From the first line of the entries down to the line with "Could you spot the flower cluster", write out every line exactly; that last line counts, but pictures do not.

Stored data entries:
-=-=-=-=-

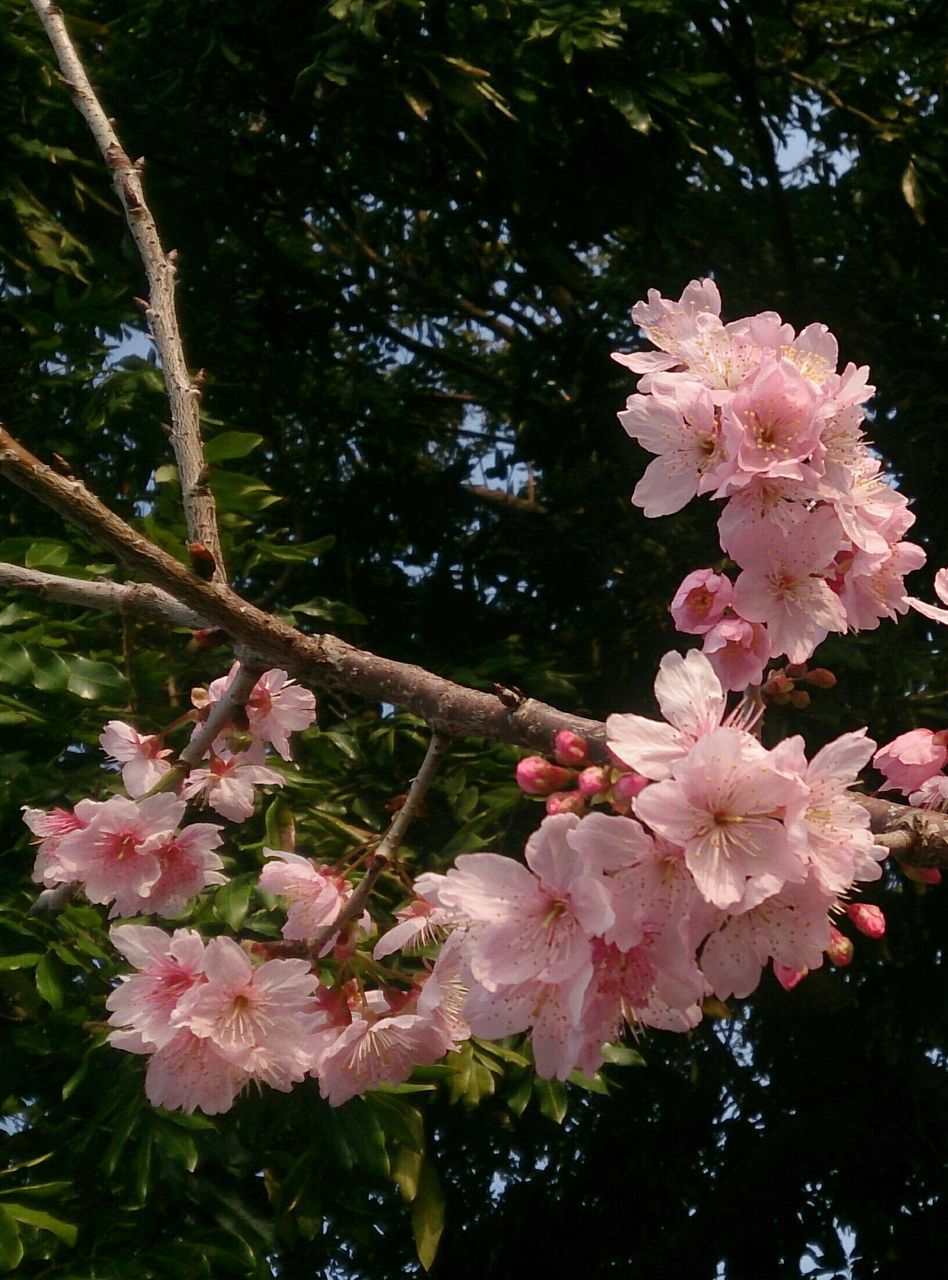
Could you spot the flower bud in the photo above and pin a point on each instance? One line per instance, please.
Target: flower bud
(539, 777)
(569, 749)
(787, 977)
(594, 781)
(839, 949)
(868, 919)
(566, 801)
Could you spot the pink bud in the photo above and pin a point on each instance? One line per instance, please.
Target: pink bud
(594, 781)
(787, 977)
(539, 777)
(566, 801)
(868, 919)
(923, 874)
(569, 749)
(839, 949)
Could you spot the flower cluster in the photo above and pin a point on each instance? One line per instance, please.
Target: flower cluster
(211, 1022)
(734, 858)
(132, 851)
(758, 416)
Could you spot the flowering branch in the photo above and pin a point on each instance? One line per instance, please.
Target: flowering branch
(388, 845)
(183, 392)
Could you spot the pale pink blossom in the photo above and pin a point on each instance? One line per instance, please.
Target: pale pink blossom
(701, 600)
(244, 1010)
(168, 968)
(791, 927)
(783, 583)
(723, 807)
(141, 755)
(738, 652)
(315, 895)
(227, 785)
(681, 426)
(692, 702)
(911, 759)
(115, 855)
(530, 922)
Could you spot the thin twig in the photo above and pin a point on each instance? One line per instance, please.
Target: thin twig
(388, 845)
(183, 392)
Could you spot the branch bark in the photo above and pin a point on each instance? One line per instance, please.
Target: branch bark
(160, 312)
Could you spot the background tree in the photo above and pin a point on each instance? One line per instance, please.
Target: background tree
(408, 236)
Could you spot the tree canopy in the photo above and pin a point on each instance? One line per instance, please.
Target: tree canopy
(408, 234)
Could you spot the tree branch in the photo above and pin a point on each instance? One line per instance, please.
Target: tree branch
(183, 392)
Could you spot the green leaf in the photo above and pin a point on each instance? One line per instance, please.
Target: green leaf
(10, 1244)
(230, 444)
(427, 1214)
(67, 1232)
(330, 611)
(24, 960)
(95, 680)
(51, 981)
(232, 900)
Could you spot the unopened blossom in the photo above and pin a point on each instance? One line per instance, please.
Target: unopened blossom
(700, 602)
(141, 755)
(908, 760)
(315, 895)
(723, 807)
(227, 784)
(692, 702)
(868, 919)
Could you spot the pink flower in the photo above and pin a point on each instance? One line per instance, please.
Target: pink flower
(142, 757)
(168, 968)
(868, 919)
(246, 1010)
(691, 700)
(529, 923)
(700, 602)
(911, 759)
(738, 652)
(682, 429)
(315, 895)
(783, 583)
(723, 807)
(115, 855)
(227, 785)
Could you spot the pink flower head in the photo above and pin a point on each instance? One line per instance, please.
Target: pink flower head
(569, 749)
(692, 703)
(242, 1009)
(783, 583)
(540, 777)
(911, 759)
(278, 707)
(141, 755)
(168, 968)
(738, 652)
(700, 602)
(227, 785)
(530, 922)
(723, 805)
(315, 895)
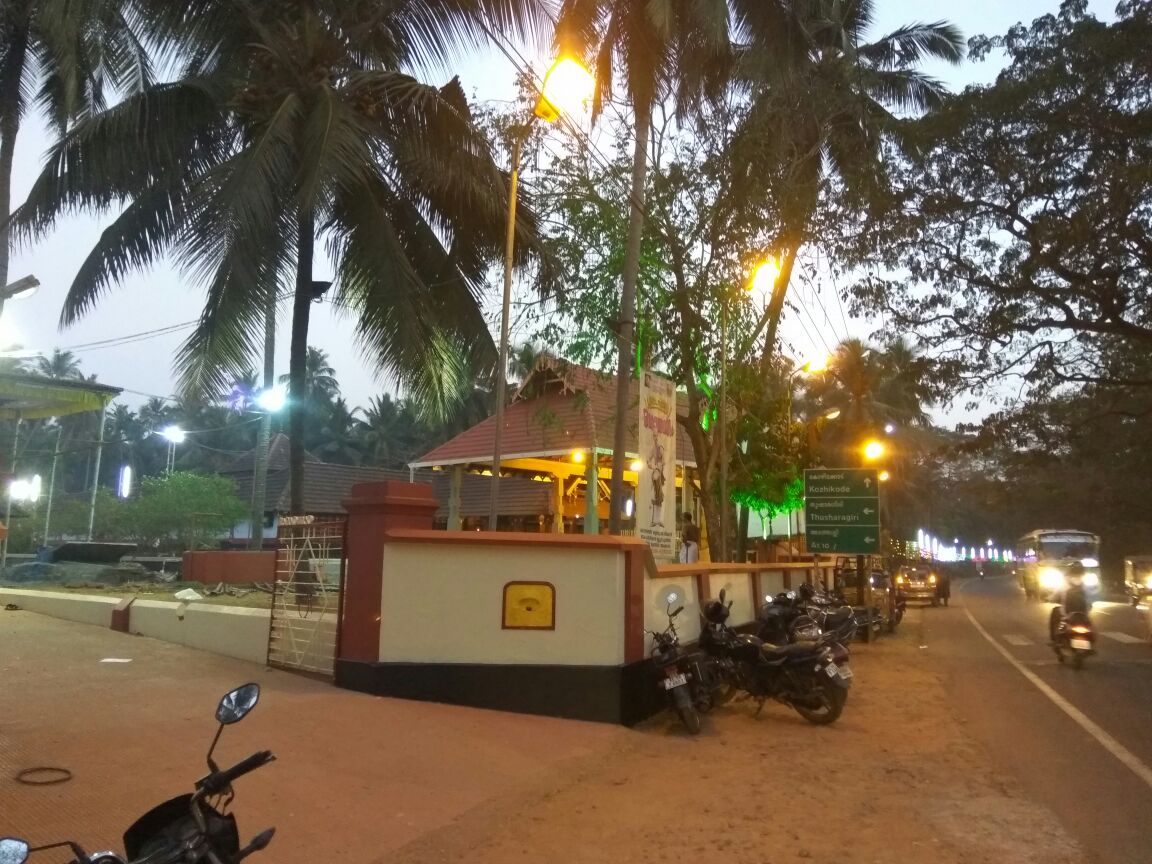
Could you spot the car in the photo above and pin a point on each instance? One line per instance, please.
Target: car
(921, 584)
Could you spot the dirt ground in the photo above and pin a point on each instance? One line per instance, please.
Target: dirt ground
(370, 780)
(894, 779)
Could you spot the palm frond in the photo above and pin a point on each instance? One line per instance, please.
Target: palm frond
(912, 44)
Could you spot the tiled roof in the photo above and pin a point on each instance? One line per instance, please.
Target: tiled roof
(326, 485)
(561, 407)
(518, 495)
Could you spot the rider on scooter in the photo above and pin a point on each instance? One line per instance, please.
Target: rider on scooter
(1073, 600)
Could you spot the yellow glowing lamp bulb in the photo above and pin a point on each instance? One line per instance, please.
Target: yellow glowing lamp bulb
(567, 88)
(765, 277)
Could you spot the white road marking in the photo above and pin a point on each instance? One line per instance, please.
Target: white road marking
(1014, 639)
(1127, 757)
(1121, 636)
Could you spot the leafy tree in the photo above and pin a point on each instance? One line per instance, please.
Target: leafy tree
(825, 116)
(1018, 240)
(182, 509)
(289, 123)
(661, 48)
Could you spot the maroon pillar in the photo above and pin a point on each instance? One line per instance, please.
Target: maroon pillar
(373, 509)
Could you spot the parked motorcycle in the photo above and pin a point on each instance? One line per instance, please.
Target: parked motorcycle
(687, 679)
(801, 675)
(191, 828)
(1076, 636)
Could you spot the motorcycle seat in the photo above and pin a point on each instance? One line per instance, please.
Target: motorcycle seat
(796, 648)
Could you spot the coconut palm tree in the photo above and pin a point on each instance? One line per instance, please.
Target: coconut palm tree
(62, 55)
(662, 50)
(825, 115)
(293, 123)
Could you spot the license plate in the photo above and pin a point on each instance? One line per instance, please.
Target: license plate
(674, 681)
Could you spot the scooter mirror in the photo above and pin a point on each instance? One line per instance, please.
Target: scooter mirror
(235, 705)
(13, 850)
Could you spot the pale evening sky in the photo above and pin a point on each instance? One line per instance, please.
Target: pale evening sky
(161, 297)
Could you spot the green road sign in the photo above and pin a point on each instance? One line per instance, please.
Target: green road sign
(848, 540)
(842, 509)
(842, 512)
(841, 483)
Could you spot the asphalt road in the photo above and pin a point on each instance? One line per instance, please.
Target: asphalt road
(1099, 785)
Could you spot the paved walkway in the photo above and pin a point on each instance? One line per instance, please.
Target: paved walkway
(356, 777)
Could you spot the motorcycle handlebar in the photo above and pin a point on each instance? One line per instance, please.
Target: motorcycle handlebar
(221, 780)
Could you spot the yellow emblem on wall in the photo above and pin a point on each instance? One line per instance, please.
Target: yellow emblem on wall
(529, 606)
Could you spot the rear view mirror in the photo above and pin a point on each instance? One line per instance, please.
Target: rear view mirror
(234, 706)
(13, 850)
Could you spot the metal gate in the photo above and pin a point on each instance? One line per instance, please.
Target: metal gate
(307, 596)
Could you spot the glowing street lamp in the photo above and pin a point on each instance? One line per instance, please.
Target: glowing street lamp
(273, 399)
(173, 436)
(567, 86)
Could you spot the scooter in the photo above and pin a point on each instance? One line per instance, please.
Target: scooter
(688, 680)
(191, 828)
(1075, 635)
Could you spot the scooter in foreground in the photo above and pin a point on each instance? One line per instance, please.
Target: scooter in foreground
(1075, 636)
(190, 828)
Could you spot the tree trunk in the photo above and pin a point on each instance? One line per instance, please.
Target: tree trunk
(297, 365)
(777, 305)
(260, 465)
(9, 126)
(626, 326)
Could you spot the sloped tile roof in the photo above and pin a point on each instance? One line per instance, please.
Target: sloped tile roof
(561, 407)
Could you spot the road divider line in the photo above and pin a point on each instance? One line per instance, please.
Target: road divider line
(1018, 641)
(1121, 636)
(1127, 757)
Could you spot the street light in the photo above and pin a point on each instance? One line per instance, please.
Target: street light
(21, 288)
(173, 436)
(273, 399)
(567, 85)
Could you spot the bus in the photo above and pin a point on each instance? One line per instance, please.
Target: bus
(1043, 559)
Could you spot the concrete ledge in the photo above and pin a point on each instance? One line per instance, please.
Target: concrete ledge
(82, 608)
(228, 630)
(605, 694)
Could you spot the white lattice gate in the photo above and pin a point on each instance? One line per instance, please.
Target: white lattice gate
(307, 596)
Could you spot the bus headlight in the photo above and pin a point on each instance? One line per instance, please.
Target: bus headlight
(1052, 578)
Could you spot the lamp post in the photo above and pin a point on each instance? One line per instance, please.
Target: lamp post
(567, 85)
(23, 287)
(173, 436)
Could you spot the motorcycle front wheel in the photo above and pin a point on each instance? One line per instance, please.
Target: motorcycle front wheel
(687, 712)
(831, 698)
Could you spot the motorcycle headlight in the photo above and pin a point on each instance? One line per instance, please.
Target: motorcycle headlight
(1052, 578)
(808, 633)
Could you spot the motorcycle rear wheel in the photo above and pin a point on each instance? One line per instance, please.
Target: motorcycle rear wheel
(832, 704)
(687, 712)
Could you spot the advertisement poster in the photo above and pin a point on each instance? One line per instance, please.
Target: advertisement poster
(656, 489)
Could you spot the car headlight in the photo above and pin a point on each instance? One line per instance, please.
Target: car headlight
(1052, 578)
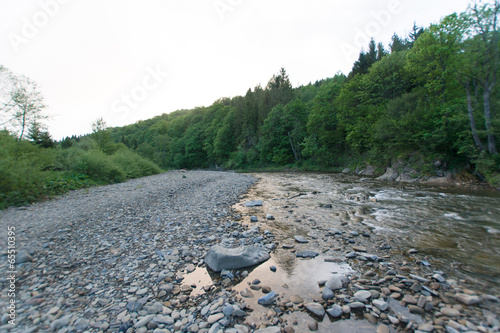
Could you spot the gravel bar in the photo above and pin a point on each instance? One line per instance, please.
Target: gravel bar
(108, 259)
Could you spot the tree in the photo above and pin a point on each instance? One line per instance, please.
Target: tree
(21, 103)
(484, 60)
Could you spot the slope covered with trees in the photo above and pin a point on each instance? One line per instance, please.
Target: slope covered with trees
(430, 96)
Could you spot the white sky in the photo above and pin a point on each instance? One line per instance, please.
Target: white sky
(88, 56)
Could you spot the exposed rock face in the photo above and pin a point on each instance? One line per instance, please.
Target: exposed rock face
(219, 257)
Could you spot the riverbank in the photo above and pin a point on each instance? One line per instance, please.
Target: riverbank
(392, 285)
(129, 257)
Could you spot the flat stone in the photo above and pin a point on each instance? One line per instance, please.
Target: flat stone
(268, 298)
(467, 299)
(327, 294)
(219, 257)
(335, 311)
(316, 309)
(215, 317)
(307, 254)
(450, 312)
(253, 203)
(337, 282)
(363, 294)
(359, 248)
(301, 239)
(356, 306)
(380, 304)
(409, 299)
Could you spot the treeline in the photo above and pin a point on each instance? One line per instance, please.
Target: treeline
(430, 96)
(38, 168)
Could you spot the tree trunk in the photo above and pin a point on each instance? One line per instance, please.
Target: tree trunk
(492, 149)
(470, 110)
(293, 148)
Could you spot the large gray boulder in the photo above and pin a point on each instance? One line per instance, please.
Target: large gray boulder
(219, 257)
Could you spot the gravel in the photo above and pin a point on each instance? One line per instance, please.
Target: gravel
(110, 258)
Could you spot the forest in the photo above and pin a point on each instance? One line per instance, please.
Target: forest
(429, 96)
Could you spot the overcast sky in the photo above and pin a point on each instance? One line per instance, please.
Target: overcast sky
(129, 60)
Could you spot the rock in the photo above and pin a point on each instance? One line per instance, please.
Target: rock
(335, 311)
(312, 325)
(467, 299)
(382, 329)
(81, 324)
(301, 239)
(380, 304)
(268, 299)
(253, 203)
(426, 327)
(356, 306)
(327, 294)
(219, 258)
(307, 254)
(337, 282)
(144, 321)
(363, 295)
(390, 174)
(450, 312)
(316, 309)
(60, 323)
(409, 299)
(359, 248)
(23, 256)
(215, 317)
(269, 329)
(296, 299)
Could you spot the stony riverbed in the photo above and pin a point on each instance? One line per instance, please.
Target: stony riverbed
(129, 258)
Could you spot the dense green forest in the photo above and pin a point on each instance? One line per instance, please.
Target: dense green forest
(429, 96)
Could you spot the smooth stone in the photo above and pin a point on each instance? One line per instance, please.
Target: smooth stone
(301, 239)
(409, 299)
(246, 293)
(380, 304)
(327, 294)
(219, 258)
(426, 327)
(356, 306)
(335, 311)
(268, 299)
(307, 254)
(363, 294)
(23, 256)
(415, 309)
(144, 321)
(382, 328)
(215, 317)
(316, 309)
(253, 203)
(450, 312)
(269, 329)
(337, 282)
(467, 299)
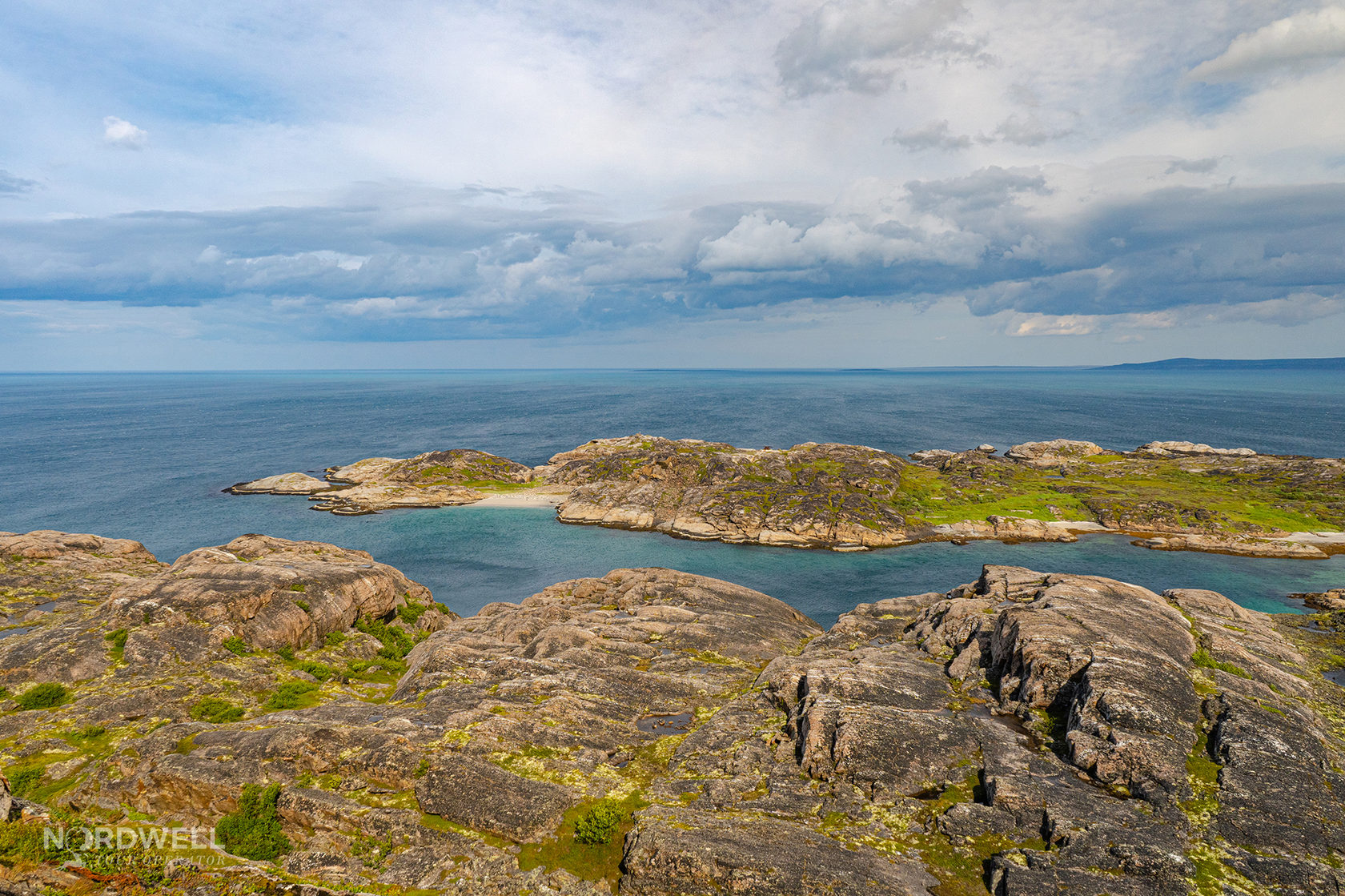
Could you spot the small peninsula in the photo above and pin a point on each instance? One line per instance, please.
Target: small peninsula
(654, 732)
(1172, 496)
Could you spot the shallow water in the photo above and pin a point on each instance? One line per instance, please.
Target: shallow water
(146, 456)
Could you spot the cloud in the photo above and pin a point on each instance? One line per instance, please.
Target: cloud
(1299, 38)
(14, 185)
(861, 45)
(122, 134)
(933, 136)
(399, 263)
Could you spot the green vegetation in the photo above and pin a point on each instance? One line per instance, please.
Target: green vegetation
(588, 842)
(217, 710)
(291, 694)
(322, 672)
(116, 643)
(235, 645)
(1202, 660)
(43, 696)
(253, 832)
(597, 825)
(23, 782)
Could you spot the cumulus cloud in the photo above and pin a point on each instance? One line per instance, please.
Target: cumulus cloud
(1305, 37)
(122, 134)
(861, 45)
(14, 185)
(423, 264)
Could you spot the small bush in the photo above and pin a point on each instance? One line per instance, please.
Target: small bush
(1206, 661)
(322, 672)
(235, 645)
(597, 825)
(22, 841)
(395, 643)
(217, 710)
(25, 781)
(411, 614)
(146, 866)
(291, 694)
(253, 832)
(45, 696)
(116, 643)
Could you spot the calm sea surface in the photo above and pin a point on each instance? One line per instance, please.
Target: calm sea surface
(146, 456)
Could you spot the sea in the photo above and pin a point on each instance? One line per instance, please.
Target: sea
(147, 456)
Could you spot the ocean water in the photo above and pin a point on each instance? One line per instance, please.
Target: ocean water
(146, 456)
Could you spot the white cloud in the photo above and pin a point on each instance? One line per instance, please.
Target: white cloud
(1299, 38)
(860, 45)
(122, 134)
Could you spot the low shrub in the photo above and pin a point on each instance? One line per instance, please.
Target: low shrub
(43, 696)
(253, 832)
(291, 694)
(597, 825)
(217, 710)
(235, 645)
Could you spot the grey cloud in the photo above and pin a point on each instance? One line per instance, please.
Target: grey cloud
(14, 185)
(1194, 166)
(403, 265)
(933, 136)
(861, 45)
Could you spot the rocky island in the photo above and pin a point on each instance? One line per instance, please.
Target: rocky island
(1170, 496)
(652, 732)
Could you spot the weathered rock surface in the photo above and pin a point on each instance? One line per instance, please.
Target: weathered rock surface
(1180, 496)
(1020, 735)
(294, 484)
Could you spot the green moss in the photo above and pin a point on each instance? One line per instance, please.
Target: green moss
(603, 824)
(25, 781)
(235, 645)
(1202, 660)
(253, 832)
(217, 710)
(292, 694)
(116, 643)
(43, 696)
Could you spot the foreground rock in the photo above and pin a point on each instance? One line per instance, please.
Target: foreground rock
(1173, 496)
(1026, 733)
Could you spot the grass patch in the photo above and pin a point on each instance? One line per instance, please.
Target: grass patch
(217, 710)
(588, 842)
(235, 645)
(116, 643)
(291, 694)
(43, 696)
(1202, 660)
(253, 832)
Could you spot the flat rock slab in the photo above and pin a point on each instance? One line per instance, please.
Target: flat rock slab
(484, 797)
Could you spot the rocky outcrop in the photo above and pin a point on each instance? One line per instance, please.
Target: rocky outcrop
(431, 479)
(1177, 496)
(1024, 733)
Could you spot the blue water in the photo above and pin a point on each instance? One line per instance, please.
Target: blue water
(146, 456)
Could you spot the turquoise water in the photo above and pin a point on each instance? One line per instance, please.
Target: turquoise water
(146, 456)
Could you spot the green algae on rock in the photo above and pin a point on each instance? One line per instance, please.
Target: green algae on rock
(1022, 733)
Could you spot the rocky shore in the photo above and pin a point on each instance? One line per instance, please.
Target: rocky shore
(1172, 496)
(660, 732)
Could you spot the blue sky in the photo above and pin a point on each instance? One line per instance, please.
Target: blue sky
(733, 183)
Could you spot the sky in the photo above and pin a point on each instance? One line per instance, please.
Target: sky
(702, 183)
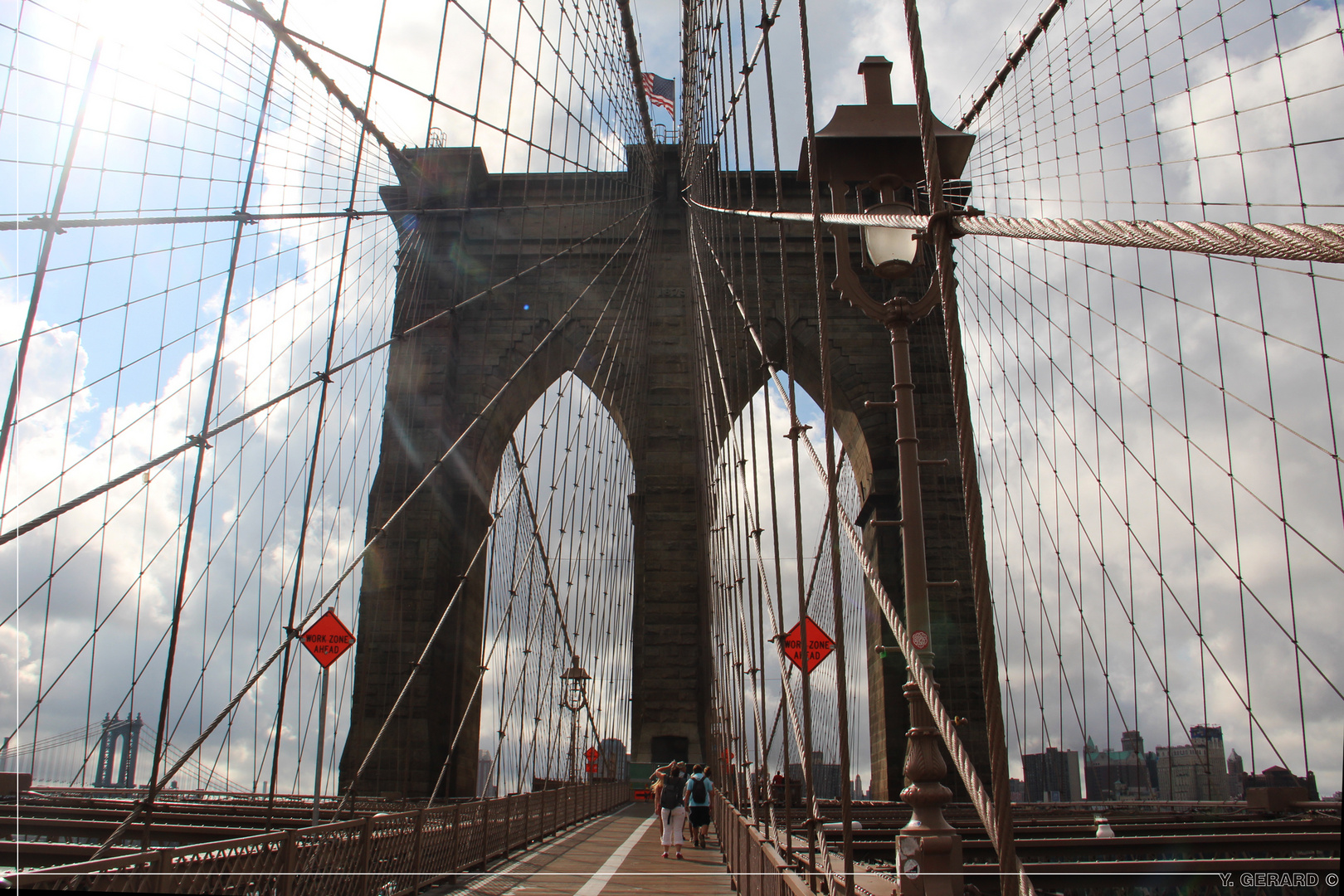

-=-=-=-=-

* [Output below]
Could you spot the flower bud in the photo above and pin a point on each instance? One line per instance, please.
Target: flower bud
(539, 777)
(569, 749)
(787, 977)
(594, 781)
(839, 949)
(868, 919)
(566, 801)
Could you spot the pink bud in the photo above and pin a point on each instance? One line per instance, please.
Target: pink bud
(594, 781)
(787, 977)
(539, 777)
(566, 801)
(868, 919)
(923, 874)
(569, 749)
(839, 949)
Could you spot the flower cluster in the photo above and pin a point on each instance? One line per instance, please.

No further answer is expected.